Clinical Commissioning Groups

(asked on 26th June 2019) - View Source

Question to the Department of Health and Social Care:

To ask the Secretary of State for Health and Social Care, with reference to the NHS long-term plan, what assessment he has made of the potential effect on local accountability in planning and commissioning health services of reducing the number of clinical commissioning groups to match the number of sustainability and transformation partnerships.


Answered by
Stephen Hammond Portrait
Stephen Hammond
This question was answered on 5th July 2019

Sustainability and transformation partnerships (STPs) and integrated care systems (ICS) are fundamentally about bringing National Health Service providers, commissioners, local authorities, and other health and care services together to propose how they, at local level, can improve the way that health and care is planned and delivered in a more person-centred and coordinated way.

§ **Problem requirements**
Repeat word for word the stretch of the clinical commissioning groups text from "Sustainability and transformation partnerships (STPs)" through "and coordinated way.". The listing isn't needed for any of this.

Referring expression pointing data:

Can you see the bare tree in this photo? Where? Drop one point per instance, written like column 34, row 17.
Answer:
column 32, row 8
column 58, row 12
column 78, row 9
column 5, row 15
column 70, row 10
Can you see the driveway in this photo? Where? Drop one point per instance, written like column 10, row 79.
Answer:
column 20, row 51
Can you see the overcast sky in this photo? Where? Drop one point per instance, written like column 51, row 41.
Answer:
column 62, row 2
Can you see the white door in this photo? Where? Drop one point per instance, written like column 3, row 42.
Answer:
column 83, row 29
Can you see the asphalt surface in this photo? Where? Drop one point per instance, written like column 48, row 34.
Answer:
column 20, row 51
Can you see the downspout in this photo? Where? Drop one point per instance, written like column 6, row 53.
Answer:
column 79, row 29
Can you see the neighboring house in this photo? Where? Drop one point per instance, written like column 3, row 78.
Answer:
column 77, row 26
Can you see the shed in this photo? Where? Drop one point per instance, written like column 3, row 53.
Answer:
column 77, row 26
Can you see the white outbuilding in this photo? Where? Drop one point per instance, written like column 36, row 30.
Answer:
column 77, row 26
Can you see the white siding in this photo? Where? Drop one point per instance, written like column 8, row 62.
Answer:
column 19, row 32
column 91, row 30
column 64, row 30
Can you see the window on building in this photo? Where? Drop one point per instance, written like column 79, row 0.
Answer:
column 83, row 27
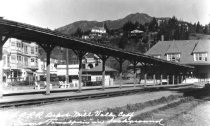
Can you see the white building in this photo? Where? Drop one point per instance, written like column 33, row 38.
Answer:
column 42, row 69
column 20, row 60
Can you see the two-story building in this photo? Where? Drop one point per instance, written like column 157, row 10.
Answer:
column 20, row 60
column 190, row 52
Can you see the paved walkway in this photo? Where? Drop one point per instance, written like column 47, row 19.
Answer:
column 11, row 116
column 28, row 95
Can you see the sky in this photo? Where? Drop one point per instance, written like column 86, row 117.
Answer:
column 56, row 13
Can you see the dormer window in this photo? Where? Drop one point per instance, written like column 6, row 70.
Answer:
column 200, row 56
column 173, row 57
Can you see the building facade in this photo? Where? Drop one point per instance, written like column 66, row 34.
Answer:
column 190, row 52
column 20, row 60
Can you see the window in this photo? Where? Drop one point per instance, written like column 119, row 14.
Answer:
column 200, row 56
column 19, row 58
column 12, row 43
column 98, row 78
column 4, row 60
column 156, row 56
column 13, row 57
column 32, row 59
column 36, row 49
column 32, row 50
column 25, row 49
column 26, row 61
column 173, row 57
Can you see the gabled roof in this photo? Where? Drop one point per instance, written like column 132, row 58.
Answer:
column 185, row 47
column 203, row 46
column 99, row 69
column 173, row 48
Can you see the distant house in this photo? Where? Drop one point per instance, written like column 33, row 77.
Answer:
column 97, row 32
column 189, row 52
column 136, row 33
column 94, row 76
column 20, row 60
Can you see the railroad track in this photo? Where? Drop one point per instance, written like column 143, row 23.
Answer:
column 41, row 101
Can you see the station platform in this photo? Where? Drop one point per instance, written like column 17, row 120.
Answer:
column 38, row 96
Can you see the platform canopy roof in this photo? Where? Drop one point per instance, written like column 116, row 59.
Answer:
column 39, row 35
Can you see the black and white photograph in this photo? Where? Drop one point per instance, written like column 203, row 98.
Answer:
column 104, row 63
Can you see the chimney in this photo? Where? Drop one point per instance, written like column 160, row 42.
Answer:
column 162, row 37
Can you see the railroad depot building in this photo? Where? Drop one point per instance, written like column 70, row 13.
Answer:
column 189, row 52
column 20, row 60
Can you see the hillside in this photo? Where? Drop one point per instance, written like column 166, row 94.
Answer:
column 111, row 24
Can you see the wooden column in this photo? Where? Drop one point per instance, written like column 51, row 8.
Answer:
column 134, row 72
column 2, row 41
column 145, row 79
column 181, row 78
column 167, row 79
column 178, row 79
column 154, row 80
column 185, row 79
column 48, row 49
column 67, row 66
column 120, row 61
column 48, row 72
column 80, row 55
column 173, row 79
column 103, row 58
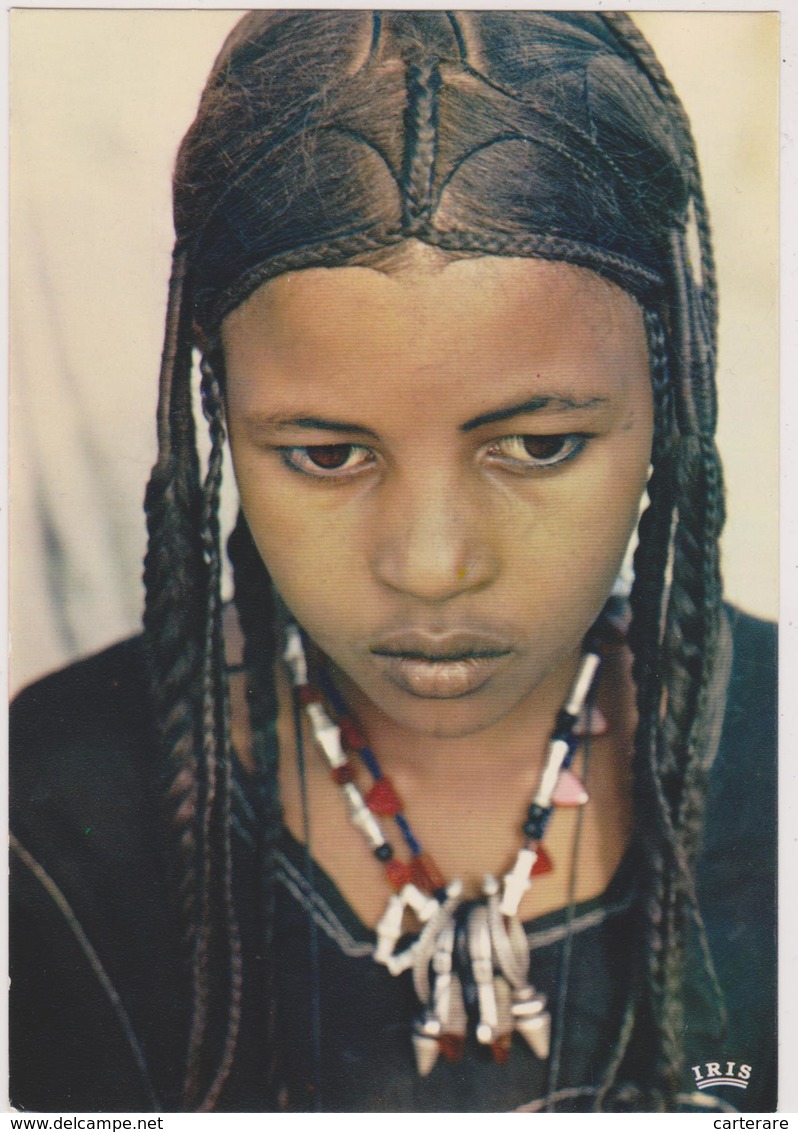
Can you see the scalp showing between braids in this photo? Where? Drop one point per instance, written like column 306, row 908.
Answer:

§ **Reply to the task**
Sustainability and transformation partnerships (STPs) and integrated care systems (ICS) are fundamentally about bringing National Health Service providers, commissioners, local authorities, and other health and care services together to propose how they, at local level, can improve the way that health and care is planned and delivered in a more person-centred and coordinated way.